• Exercice proposé:
Répondez brièvement à ces questions sur le texte ci-dessous consacré au sculpteur Émile David :
(a) De quelle fontaine Émile David était-il déjà l'auteur ?
(b) Qui fut lauréat du Prix de Rome de sculpture 1894 ?
(c) En quelle année le projet du monument Gramme de Jehay lui fut-il confié ?

La plaque apposée sur la supposée maison natale est toute de sobriété. Il semble qu’elle soit due, elle aussi, au sculpteur liégeois Émile David (Liège 1871 - ), déjà auteur de la fontaine de la place du Tambour. Formé à l’Académie de sa ville natale avant de prendre la route de Paris pour s’y perfectionner, David était l’un des deux « Liégeois » candidats au Prix de Rome de sculpture 1894, mais ce fut un autre Wallon, Victor Rousseau, formé par des professeurs liégeois de l’Académie de Bruxelles qui fut lauréat. Sculpteur et statuaire, David réalise de nombreux portraits-bustes et médaillons, où l’élément féminin prend une place importante. Son expérience et ses qualités étaient déjà suffisamment établies sur la place de Liège pour que lui soit confié le projet du monument Gramme de Jehay en 1907. Il signe d’autres monuments du même type, essentiellement dans la région liégeoise et sa renommée est grande avant que n’éclate la Première Guerre mondiale. Son nom est cité parmi les artistes susceptibles d’attirer les visiteurs aux Salons d’art de l’époque. On perd totalement sa trace durant la Grande Guerre.

• Matériel:
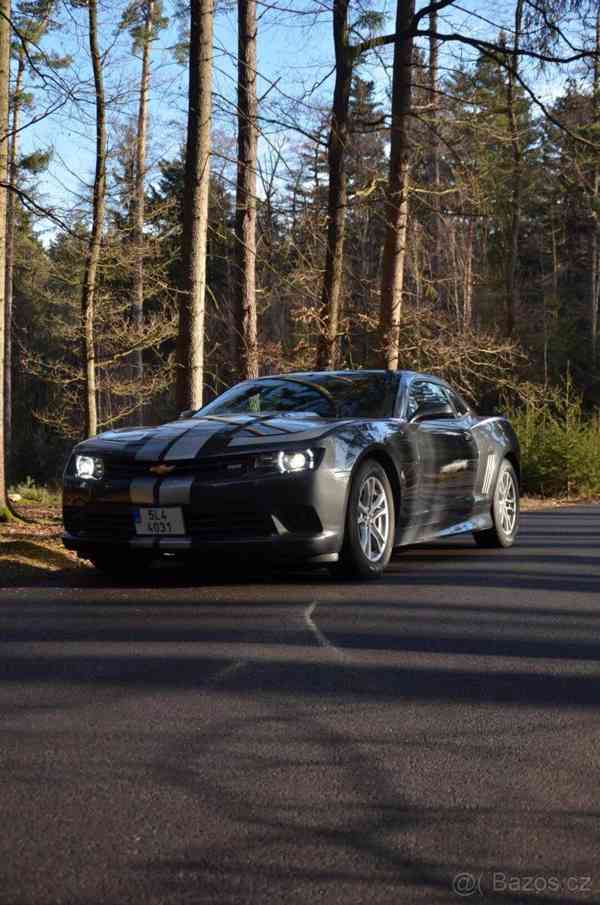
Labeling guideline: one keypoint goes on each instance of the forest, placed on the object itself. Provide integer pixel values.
(192, 193)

• Exercice corrigé:
(a) De la fontaine de la place du Tambour.
(b) Victor Rousseau.
(c) En 1907.